PASSAGE FOR REVIEW:
####

This finding could be used to create a new class of chemical vapor sensors that are potentially more sensitive than current state-of-the-art sensors. Military interest comes from the possibility that sensors could be made selective to specific nerve agents and explosive compounds.
Chemically abbreviated as MX2, where M is a transition metal and X is a chalcogen, the monolayer TMDs include insulators, semiconductors, metals and other types of materials, and include a variety of properties not observed in their bulk material equivalents. Certain films respond selectively through a charge transfer process to a class of analytes that includes nerve agents, such as venomous agent X (VX). A microscopic quantity of analyte lying on the surface of the TMD acts as an electron donor and local reducing agent, which measurably affects the conductance of the film.

####

GIVEN RECORDS:
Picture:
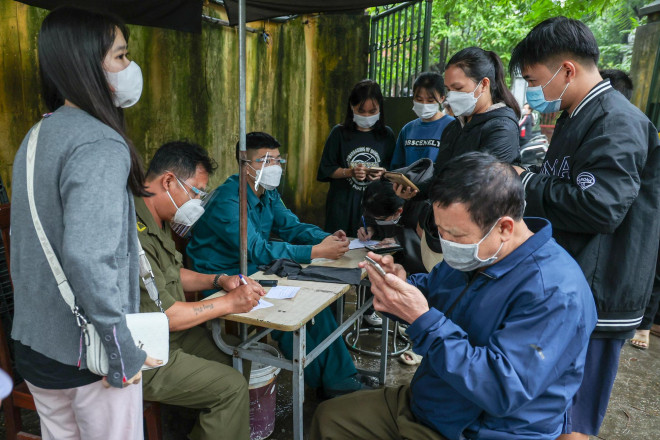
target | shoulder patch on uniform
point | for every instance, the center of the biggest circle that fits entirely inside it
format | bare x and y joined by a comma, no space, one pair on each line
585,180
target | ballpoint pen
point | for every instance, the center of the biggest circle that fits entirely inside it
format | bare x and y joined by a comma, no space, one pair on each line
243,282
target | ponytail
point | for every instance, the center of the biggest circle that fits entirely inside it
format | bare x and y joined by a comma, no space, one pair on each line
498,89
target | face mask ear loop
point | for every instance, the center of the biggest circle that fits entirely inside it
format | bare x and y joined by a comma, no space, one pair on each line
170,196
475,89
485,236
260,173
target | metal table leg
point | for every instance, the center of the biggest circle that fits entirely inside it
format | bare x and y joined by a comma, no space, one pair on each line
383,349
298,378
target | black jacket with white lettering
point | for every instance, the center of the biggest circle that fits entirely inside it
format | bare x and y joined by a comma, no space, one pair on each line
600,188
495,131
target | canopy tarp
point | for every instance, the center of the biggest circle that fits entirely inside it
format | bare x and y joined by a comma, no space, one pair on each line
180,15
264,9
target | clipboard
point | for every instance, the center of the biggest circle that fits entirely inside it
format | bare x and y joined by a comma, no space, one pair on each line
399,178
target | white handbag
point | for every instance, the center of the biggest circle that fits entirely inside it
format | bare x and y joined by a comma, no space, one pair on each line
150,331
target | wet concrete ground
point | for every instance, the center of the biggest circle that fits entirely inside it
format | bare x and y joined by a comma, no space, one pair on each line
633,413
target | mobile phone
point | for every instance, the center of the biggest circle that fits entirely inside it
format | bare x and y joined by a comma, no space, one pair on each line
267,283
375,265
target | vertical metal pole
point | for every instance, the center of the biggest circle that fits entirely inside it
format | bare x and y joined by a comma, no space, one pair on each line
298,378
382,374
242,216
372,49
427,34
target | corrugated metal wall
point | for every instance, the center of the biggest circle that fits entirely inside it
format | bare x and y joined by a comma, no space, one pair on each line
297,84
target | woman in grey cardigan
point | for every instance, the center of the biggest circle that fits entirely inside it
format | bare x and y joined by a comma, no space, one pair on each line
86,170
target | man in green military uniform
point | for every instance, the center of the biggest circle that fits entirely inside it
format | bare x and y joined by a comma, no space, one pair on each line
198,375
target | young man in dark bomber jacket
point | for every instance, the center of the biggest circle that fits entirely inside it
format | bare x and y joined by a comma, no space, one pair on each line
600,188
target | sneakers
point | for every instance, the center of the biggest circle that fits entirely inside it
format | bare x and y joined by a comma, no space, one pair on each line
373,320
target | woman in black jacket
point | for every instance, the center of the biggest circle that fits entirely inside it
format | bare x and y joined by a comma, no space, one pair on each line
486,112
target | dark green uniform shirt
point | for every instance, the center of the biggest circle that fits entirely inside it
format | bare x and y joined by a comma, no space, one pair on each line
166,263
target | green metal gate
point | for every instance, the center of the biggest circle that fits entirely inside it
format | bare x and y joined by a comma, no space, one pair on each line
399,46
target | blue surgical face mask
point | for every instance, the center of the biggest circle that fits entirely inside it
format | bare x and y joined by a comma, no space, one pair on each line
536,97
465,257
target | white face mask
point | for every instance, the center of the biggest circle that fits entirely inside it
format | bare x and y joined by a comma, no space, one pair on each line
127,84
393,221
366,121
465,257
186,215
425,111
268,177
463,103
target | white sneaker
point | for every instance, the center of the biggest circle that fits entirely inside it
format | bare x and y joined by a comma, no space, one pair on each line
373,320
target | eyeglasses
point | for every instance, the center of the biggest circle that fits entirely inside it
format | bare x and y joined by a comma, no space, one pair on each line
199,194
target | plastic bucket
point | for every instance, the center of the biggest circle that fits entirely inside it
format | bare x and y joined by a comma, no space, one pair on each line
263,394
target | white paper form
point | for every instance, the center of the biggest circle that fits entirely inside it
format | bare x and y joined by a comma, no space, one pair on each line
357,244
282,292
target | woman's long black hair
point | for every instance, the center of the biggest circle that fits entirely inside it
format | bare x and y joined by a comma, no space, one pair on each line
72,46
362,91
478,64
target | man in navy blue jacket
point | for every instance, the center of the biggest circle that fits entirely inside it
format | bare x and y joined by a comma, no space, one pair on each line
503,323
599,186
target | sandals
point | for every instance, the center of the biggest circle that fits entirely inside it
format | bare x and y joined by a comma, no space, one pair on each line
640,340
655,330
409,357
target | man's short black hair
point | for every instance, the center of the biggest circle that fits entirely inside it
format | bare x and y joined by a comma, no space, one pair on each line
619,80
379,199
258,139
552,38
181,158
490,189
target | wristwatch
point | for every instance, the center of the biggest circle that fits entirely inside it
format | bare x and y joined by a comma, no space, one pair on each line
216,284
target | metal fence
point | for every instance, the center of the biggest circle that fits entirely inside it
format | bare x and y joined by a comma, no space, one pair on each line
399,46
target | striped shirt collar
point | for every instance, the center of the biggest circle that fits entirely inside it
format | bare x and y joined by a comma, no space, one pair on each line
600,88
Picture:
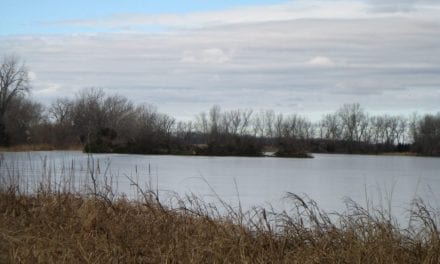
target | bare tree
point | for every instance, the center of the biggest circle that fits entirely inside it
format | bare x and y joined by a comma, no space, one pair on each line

####

YOUR TASKS:
1. In the passage on chemical vapor sensors, what does a microscopic quantity of analyte on the surface of the TMD act as?
2. Write a continuation of the passage on chemical vapor sensors, beginning after its final sentence.

ANSWERS GIVEN:
1. An electron donor and local reducing agent.

2.
The NRL team hypothesized that certain strong electron donor chemical analytes, like those relevant for sensing certain nerve agents and explosives, can also provide enough charge transfer to the TMD to achieve a phase change.
Both electrical and optical observation has established that is indeed the case. Previous studies of similar diffusion-less phase changes in materials have shown speeds in the nanosecond range.
The Office of Naval Research (ONR) provided funding for the research and the results are reported in the June 2017 issue of Nature Publishing Group’s Scientific Reports ( DOI:10.1038/s41598-017-04224-4) and in a provisional patent.